● **WHAT YOU SHOULD DO**
Put every line of the rows below into a Markdown table with two columns, Number and Line, and skip any blank lines. Leave the pictures out of the answer.

● **INFORMATION SHOWN**
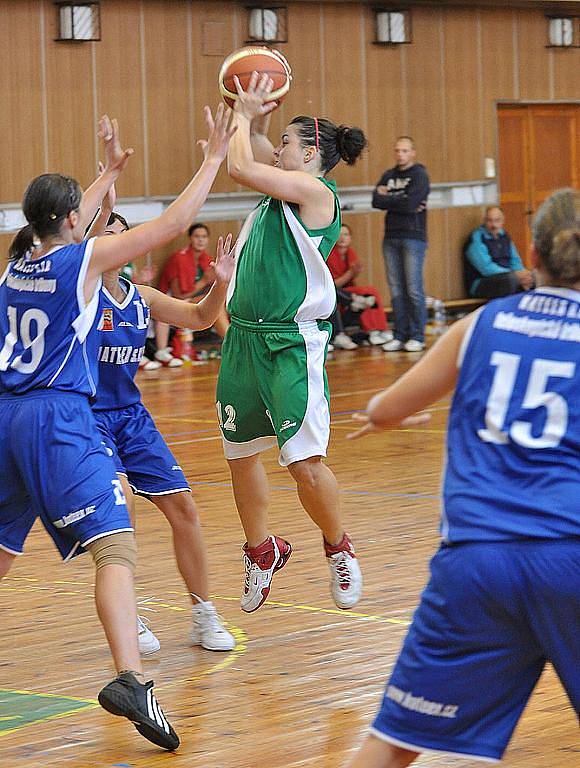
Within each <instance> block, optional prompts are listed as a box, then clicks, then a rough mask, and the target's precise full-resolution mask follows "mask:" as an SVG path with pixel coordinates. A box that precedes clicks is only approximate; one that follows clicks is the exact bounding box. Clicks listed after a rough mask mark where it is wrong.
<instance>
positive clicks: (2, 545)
mask: <svg viewBox="0 0 580 768" xmlns="http://www.w3.org/2000/svg"><path fill="white" fill-rule="evenodd" d="M0 549H3V550H4V552H8V554H9V555H15V556H16V557H21V556H22V555H23V554H24V552H17V551H16V550H15V549H10V547H7V546H6V544H0Z"/></svg>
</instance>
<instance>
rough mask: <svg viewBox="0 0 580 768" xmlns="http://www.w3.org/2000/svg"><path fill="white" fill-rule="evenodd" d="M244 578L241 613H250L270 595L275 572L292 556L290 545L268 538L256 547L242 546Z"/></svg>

● **PROBLEM SOLUTION**
| Number | Line |
|---|---|
| 1 | Within each <instance> block, optional prompts are listed as a box, then clicks, then a rough mask, and the target's precise full-resolution mask follows "mask:" as an SVG path with pixel coordinates. A box that precedes clicks is only approximate; one that follows clicks is the exact bounding box. Clicks listed after a rough mask mark where it is wrong. |
| 2 | <instance> |
| 3 | positive clicks: (2, 545) |
| 4 | mask: <svg viewBox="0 0 580 768" xmlns="http://www.w3.org/2000/svg"><path fill="white" fill-rule="evenodd" d="M0 549H3V550H4V552H8V554H9V555H15V556H16V557H21V556H22V555H23V554H24V552H17V551H16V550H15V549H10V547H7V546H6V544H0Z"/></svg> |
| 5 | </instance> |
| 6 | <instance> |
| 7 | rough mask: <svg viewBox="0 0 580 768" xmlns="http://www.w3.org/2000/svg"><path fill="white" fill-rule="evenodd" d="M244 578L241 613H250L270 595L275 572L292 556L290 545L268 538L256 547L242 546Z"/></svg> |